Edit the listing below by replacing "gloved hand" with "bare hand" wherever it occurs, leaving every other line unchanged.

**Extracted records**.
:::
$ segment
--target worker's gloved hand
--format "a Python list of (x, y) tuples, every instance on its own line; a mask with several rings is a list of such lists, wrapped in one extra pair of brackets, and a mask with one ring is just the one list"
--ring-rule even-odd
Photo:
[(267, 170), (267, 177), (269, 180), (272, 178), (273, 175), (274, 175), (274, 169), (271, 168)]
:::
**OUTPUT OF THE EXERCISE**.
$ segment
--target worker's bare hand
--format "a Python list of (x, y) tuples, every instance on its own line; a mask with several rings is a list of such lists, wrapped in one extra pair of brackets, and a mask with one ring is just the one list"
--ring-rule even-odd
Photo:
[(267, 170), (267, 177), (269, 180), (272, 178), (273, 175), (274, 175), (274, 169), (271, 168)]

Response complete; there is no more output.